Aim of the exercise:
Return only the stretch of the material below that begins with the line containing "label: man's hand => bbox" and ends with the line containing "label: camouflage jacket => bbox", exactly; both of those lines belong to it.
"""
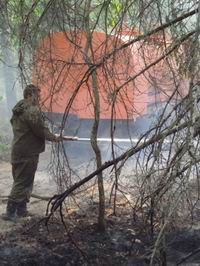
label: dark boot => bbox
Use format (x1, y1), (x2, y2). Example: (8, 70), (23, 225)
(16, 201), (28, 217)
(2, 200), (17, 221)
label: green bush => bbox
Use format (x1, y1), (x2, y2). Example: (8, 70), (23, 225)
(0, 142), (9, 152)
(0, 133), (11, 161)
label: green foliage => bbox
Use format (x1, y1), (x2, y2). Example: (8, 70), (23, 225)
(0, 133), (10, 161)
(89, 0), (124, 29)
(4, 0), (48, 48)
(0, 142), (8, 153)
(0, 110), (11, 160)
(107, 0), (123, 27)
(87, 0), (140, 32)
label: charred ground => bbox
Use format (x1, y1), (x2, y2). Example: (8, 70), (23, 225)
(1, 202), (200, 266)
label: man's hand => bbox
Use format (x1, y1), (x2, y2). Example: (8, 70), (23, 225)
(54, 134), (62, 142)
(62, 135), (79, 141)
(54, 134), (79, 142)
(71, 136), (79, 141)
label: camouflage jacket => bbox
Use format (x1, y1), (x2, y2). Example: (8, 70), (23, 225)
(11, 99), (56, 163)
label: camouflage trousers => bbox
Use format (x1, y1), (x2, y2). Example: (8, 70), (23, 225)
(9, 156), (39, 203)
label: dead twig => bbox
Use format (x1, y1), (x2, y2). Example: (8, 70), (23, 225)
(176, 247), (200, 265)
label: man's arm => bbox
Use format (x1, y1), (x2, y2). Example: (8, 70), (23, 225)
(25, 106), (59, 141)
"""
"""
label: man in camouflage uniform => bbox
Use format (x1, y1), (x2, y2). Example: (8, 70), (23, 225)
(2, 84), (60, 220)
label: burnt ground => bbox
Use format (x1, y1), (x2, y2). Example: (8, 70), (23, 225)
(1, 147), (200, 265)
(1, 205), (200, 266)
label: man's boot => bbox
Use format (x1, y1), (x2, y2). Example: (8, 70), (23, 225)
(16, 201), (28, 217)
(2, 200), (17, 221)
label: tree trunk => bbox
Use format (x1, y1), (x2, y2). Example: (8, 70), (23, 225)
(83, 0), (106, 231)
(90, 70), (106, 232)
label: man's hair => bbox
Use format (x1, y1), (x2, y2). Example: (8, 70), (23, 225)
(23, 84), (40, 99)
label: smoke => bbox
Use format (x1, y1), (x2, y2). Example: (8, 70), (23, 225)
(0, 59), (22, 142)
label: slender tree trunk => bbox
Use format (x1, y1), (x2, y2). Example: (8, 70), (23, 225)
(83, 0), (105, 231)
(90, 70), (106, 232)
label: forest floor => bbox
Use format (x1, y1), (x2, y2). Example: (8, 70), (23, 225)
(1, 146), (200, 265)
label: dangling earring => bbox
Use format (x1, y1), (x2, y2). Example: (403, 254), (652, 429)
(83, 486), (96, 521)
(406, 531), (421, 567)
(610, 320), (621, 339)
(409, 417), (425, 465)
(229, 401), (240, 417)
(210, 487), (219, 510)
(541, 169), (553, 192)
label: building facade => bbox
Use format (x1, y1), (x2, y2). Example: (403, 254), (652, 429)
"""
Written answer:
label: man's hand => bbox
Use format (x1, y1), (x2, y2). Example: (8, 70), (23, 225)
(54, 134), (62, 142)
(62, 135), (79, 141)
(54, 134), (79, 142)
(71, 136), (79, 141)
label: camouflage jacket => bbox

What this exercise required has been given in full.